Dataset excerpts on object pointing
━━━━━━━━

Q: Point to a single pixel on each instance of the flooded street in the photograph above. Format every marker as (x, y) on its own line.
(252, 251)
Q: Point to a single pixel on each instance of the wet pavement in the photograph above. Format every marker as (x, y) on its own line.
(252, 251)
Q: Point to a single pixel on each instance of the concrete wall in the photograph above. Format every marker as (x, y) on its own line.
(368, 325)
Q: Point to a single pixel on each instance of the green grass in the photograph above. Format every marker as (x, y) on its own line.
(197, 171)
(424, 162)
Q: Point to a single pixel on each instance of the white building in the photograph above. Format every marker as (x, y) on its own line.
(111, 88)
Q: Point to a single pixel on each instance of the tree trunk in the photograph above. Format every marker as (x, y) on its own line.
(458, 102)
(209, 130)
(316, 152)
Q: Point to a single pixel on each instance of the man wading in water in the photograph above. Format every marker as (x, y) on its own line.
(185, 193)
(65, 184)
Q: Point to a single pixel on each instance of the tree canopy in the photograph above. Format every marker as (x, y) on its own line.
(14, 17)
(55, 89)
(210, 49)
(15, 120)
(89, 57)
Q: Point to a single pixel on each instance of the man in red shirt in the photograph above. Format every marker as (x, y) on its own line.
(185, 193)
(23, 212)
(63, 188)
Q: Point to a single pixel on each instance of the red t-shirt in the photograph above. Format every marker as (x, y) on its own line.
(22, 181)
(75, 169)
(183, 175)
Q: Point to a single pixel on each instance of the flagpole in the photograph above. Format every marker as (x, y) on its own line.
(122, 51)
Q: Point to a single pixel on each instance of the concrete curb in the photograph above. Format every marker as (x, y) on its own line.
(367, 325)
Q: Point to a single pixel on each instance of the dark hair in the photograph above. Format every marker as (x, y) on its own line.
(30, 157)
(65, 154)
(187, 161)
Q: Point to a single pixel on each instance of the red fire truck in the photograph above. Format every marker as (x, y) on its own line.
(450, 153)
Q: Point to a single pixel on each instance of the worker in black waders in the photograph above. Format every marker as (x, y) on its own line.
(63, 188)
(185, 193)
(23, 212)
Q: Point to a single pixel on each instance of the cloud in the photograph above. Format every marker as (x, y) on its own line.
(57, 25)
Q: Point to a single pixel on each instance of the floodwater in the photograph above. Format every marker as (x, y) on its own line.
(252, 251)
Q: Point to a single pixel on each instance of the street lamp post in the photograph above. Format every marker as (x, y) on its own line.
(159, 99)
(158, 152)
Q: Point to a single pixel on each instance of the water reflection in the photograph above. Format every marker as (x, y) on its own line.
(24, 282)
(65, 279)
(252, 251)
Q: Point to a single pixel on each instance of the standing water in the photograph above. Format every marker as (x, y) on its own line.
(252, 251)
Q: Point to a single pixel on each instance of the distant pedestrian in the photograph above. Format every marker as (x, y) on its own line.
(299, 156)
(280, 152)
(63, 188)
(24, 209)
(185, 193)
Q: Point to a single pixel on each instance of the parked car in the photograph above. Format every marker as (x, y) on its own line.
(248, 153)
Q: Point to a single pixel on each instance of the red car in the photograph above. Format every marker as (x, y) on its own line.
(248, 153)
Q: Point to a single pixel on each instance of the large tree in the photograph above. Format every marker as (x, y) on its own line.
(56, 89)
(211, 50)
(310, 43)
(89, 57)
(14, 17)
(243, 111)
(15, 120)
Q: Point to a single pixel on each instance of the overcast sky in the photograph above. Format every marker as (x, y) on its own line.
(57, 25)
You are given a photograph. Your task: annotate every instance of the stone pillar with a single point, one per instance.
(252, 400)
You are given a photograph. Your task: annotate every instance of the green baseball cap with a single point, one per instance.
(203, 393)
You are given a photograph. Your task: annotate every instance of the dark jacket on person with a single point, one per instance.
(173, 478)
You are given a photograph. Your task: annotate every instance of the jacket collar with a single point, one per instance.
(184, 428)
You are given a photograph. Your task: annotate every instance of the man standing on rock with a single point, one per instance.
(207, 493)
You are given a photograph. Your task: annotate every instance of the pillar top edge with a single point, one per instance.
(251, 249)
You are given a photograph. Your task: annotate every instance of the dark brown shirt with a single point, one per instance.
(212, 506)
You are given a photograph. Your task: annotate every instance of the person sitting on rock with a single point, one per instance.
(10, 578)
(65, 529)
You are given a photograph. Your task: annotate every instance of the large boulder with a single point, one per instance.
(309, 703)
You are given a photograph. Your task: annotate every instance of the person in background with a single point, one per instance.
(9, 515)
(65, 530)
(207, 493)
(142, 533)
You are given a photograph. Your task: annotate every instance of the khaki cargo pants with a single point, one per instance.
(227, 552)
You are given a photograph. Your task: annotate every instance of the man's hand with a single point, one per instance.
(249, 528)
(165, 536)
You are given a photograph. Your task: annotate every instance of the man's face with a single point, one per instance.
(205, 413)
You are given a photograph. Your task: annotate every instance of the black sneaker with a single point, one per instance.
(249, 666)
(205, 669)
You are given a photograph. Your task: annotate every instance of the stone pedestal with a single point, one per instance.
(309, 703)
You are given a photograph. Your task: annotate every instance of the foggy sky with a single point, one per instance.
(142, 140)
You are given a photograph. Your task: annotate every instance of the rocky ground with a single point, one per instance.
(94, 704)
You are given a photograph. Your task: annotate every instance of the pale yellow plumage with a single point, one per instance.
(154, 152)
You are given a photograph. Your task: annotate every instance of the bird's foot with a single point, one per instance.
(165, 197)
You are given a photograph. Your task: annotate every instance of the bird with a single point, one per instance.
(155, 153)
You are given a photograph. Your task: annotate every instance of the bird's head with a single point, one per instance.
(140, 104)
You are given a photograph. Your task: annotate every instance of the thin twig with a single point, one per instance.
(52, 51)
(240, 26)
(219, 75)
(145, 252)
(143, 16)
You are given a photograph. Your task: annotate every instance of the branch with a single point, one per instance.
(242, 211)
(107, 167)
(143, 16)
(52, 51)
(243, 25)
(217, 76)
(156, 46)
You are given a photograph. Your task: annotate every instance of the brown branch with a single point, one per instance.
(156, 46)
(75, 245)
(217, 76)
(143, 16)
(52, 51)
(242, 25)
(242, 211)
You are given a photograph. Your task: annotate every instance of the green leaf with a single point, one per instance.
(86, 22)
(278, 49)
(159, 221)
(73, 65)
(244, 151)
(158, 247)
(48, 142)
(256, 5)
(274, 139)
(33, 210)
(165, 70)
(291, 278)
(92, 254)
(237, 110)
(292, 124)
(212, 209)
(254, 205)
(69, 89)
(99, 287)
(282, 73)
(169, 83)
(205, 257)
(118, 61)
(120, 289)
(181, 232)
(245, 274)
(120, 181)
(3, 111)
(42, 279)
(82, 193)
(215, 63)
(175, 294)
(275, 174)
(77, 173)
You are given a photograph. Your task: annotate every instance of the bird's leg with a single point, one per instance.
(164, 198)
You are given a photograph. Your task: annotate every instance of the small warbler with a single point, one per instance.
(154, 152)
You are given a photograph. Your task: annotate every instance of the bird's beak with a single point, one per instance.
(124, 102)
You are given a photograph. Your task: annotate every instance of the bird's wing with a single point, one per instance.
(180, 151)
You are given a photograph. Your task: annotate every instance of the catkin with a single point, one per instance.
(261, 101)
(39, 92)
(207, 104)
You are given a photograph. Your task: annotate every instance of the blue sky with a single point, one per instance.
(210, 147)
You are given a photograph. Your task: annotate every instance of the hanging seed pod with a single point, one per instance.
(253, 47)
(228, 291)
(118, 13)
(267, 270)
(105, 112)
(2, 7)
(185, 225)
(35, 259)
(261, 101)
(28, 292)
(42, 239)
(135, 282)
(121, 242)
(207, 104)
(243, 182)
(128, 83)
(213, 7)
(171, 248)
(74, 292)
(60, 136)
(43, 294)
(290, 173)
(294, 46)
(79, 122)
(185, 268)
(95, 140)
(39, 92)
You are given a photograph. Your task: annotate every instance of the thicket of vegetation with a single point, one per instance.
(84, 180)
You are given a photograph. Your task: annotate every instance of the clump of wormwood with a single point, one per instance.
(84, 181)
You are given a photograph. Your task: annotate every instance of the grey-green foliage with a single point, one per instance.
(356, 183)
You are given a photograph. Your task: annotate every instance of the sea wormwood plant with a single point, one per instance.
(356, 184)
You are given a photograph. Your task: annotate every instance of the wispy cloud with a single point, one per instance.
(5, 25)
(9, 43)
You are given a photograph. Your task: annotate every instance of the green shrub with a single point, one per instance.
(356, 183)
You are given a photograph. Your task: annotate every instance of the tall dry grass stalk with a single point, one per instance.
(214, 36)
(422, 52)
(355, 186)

━━━━━━━━

Give back, exactly as written, the lines from the one with "beak with a single point, one per instance." to the last line.

You are given a photograph. Your task: annotate every instance of the bird's beak with a single point, one per instance.
(124, 102)
You are given a photograph. Your task: annotate every instance of the bird's wing with a single point, one per instance.
(180, 151)
You are given a photograph. Your task: annotate every instance of the catkin with a single point, one per instance.
(261, 101)
(39, 92)
(207, 104)
You are given a photograph. Your task: annotate every instance of the blue sky with a single point, one per instance.
(210, 147)
You are given a photograph. Your task: annotate every instance of the hanging seed pod with a single point, one per instance.
(253, 47)
(228, 291)
(118, 13)
(267, 270)
(105, 112)
(2, 7)
(185, 225)
(35, 259)
(261, 101)
(28, 292)
(42, 239)
(135, 282)
(121, 242)
(207, 104)
(243, 182)
(128, 83)
(213, 7)
(171, 248)
(74, 292)
(60, 136)
(43, 294)
(290, 173)
(294, 46)
(79, 122)
(185, 268)
(95, 140)
(39, 92)
You are given a photograph. Your task: annotate every instance of the thicket of vegetation with a single point, one per instance.
(84, 180)
You are given a photograph. Your task: annotate every instance of the clump of wormwood with a single point, one per instance.
(84, 181)
You are given a photograph. Your task: annotate every instance of the grey-green foliage with a single point, one per instance.
(356, 183)
You are given a photograph. Your task: annotate every instance of the sea wormwood plant with a single point, one per instance.
(356, 184)
You are given a photograph. Your task: annotate every instance of the wispy cloud with a single point, one per instance.
(5, 25)
(9, 43)
You are given a photograph. Your task: annotate every instance of the green shrub with a single point, one per instance.
(356, 183)
You are given a photograph. Your task: annotate every instance of the tall dry grass stalk with a single point, one per instance.
(214, 36)
(422, 52)
(355, 186)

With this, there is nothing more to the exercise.